--- Rincian Tugas ---
Dalam teks tentang ibarat menanam pohon, apa yang disebut sebagai ladang yang gembur?

--- Kutipan Pilihan ---
▽

BEBAS MERDEKA PISAN

BEBAS MERDEKA PISAN
HARAPAN dan REALITA

Kamis, 23 Februari 2012

Ibarat menanam pohon



Pohon keberuntungan pastilah pohon yang baik, dan dirawat oleh petani yang baik dengan cara yang baik. 
Pohon keberuntungan adalah pohon yang menghasilkan buah yang banyak, besar, manis, dan terutama bisa dinikmati oleh yang menanamnya.

Untuk mendapatkan pohon keberuntungan, seorang petani mesti mempunyai ladang yang gembur; sebab tanah yang gersang tidak akan membuahkan hasil seperti yang diharapkan. 

Amat beruntung orang yang mempunyai ladang yang gembur, yaitu hati yang dilandasi keimanan. 
Disebut amat beruntung karena, hakekatnya, keimanan merupakan hidayah Allah. 
Mustahil seseorang beriman jika hidayah tidak sampai kepadanya.


Petani yang baik akan menanam bibit yang tidak cacat.   
Muslim yang baik akan menanam benih yang terbebas dari kotoran; yaitu keyakinan bahwa tiada Tuhan yang wajib disembah kecuali hanya Allah, dan bahwa Muhammad Saw adalah rasul terakhir yang diutus Nya. 

Jika benih yang tidak cacat kelak menghasilkan buah yang manis, maka tauhid yang steril dari syirik akan membuahkan hasil yang baik pula.


Agar pohon tumbuh dan berbuah, selain harus membasmi hama yang akan merusak, kita harus menyiraminya dengan air secara teratur; jika memungkinkan, memakai pupuk agar hasilnya semakin baik. 

Dalam beragama, siraman air bisa diibaratkan sebagai mendirikan ritus ibadat yang wajib, dan penggunaan pupuk sebagai melaksanakan ritus ibadat yang sunat. 

Sementara hamanya adalah setiap perbuatan negatif, sedangkan obat anti hamanya adalah setiap perbuatan positif.







SIRAMAN AIR AMAT PENTING

Pohon yang disiram air tiap hari secara teratur, walau tanpa diberi pupuk, pasti akan tumbuh.

△

--- Cuplikan Baris ---

▽

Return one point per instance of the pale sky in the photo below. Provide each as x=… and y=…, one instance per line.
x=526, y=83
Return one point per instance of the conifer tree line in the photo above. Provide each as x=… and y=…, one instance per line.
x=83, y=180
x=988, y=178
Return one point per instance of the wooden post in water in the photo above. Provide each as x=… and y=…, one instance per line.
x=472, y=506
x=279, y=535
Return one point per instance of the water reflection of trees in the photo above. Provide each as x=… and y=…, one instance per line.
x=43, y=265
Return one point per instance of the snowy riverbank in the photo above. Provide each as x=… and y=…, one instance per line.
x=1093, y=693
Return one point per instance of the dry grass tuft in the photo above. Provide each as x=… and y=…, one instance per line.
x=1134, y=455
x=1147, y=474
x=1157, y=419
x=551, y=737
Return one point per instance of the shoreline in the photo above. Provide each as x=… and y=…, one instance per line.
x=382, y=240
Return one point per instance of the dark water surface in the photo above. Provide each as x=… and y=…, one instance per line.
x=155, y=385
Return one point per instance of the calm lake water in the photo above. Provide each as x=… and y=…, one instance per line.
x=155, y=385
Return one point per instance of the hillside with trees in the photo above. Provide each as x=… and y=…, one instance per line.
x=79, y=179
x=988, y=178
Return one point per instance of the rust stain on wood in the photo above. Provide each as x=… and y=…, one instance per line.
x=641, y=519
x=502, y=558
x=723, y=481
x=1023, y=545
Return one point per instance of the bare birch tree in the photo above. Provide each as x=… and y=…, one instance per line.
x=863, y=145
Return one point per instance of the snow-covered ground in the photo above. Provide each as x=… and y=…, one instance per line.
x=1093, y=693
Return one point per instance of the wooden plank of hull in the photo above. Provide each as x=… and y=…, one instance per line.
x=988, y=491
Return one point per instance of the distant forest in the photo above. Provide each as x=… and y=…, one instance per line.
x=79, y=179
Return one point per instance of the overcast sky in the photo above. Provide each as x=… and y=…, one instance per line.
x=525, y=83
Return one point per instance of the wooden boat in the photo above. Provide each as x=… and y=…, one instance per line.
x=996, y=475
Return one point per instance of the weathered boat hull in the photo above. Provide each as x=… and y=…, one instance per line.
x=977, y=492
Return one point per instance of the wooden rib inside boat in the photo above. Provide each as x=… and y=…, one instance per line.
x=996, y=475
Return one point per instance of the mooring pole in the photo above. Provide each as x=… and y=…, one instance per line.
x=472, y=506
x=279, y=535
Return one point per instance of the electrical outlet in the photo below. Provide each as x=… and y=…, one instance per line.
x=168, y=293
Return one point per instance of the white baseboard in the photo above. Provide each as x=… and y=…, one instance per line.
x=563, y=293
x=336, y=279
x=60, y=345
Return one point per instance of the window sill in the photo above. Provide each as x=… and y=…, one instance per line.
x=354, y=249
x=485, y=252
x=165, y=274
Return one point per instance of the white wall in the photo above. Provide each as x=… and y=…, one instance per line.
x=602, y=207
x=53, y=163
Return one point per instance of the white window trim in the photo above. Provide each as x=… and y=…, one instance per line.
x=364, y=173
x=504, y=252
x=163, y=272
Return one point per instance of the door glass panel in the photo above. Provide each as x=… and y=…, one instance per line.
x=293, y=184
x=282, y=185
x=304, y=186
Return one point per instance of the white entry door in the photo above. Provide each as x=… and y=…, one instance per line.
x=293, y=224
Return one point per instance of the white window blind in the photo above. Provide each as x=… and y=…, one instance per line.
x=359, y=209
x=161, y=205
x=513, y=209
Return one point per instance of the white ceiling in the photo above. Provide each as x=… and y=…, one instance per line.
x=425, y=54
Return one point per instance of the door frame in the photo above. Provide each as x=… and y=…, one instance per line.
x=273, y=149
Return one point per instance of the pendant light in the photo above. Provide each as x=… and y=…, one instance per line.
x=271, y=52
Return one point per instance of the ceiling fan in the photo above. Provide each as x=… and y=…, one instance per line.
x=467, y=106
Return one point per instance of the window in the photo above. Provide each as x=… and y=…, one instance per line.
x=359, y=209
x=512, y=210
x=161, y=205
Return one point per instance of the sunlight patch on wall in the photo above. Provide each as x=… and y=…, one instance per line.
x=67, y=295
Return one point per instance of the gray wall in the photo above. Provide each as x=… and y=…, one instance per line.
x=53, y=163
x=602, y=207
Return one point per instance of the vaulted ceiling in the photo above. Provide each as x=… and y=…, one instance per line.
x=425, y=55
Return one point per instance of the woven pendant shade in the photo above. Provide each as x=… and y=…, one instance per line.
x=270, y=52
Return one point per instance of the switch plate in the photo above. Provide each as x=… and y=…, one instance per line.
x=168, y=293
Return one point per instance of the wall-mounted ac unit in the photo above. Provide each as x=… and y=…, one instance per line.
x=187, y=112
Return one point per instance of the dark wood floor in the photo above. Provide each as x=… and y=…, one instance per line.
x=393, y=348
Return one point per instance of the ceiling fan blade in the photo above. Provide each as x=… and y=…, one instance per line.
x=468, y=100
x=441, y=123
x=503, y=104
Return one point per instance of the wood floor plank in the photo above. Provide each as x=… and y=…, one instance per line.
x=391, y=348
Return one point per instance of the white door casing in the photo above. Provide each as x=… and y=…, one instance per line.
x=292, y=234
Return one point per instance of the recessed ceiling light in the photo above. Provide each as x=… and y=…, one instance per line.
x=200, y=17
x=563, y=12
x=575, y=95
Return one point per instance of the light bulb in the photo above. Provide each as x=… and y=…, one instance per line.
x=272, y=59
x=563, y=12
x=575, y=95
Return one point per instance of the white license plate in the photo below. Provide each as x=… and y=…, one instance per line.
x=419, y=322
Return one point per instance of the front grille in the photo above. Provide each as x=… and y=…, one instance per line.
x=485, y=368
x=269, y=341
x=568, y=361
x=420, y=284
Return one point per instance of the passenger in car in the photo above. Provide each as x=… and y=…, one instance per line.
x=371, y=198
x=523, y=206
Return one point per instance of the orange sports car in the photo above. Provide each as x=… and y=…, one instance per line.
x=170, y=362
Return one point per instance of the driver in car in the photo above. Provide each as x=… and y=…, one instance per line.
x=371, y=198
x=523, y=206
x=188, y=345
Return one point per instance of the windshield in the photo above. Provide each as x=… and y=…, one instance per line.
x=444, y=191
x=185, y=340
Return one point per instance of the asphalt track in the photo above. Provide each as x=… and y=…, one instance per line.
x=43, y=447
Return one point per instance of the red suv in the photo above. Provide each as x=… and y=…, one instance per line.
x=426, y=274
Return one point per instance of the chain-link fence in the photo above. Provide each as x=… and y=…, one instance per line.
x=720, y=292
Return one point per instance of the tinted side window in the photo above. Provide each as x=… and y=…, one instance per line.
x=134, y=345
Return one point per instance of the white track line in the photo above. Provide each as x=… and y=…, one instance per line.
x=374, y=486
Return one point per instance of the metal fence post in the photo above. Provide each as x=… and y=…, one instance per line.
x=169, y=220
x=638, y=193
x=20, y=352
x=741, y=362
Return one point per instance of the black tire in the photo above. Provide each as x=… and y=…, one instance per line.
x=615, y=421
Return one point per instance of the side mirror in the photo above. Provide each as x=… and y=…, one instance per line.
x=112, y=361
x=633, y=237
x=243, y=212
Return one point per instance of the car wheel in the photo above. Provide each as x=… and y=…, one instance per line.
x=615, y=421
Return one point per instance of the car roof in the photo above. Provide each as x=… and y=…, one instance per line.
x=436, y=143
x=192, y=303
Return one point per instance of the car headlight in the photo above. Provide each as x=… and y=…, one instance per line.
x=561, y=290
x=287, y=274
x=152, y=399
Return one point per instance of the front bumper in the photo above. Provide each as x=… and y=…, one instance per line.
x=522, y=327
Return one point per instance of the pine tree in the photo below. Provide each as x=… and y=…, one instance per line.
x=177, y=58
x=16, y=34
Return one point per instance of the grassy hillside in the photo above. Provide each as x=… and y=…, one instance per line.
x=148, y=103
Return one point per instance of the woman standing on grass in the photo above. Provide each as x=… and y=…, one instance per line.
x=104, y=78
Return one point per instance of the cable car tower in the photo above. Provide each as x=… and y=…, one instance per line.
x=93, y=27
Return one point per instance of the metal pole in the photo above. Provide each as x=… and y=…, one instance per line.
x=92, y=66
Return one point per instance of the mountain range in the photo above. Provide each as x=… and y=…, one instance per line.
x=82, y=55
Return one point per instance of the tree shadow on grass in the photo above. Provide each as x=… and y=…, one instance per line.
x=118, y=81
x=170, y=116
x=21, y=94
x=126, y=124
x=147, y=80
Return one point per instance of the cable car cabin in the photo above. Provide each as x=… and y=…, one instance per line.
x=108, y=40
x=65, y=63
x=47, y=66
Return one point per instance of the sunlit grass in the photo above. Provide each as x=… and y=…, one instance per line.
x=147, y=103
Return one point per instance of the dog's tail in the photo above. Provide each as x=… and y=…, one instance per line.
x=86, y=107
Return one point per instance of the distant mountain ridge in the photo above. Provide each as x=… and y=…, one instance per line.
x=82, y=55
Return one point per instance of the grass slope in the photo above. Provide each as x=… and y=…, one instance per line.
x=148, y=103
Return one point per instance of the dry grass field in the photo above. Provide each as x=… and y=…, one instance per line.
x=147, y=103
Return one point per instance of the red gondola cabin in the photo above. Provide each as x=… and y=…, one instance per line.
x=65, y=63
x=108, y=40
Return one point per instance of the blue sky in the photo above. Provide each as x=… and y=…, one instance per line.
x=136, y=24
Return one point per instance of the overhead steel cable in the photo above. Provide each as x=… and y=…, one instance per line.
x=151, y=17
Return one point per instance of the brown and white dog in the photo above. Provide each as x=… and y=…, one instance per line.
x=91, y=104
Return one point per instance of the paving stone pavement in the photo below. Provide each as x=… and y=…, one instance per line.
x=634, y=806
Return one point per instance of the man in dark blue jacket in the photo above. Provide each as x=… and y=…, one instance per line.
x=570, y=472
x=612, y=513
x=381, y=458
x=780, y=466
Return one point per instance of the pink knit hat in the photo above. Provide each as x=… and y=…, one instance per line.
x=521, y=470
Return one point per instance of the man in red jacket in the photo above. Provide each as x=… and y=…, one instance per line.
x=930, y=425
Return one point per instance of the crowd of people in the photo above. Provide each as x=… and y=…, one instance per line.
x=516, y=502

△

--- Jawaban Tugas ---
Hati yang dilandasi keimanan.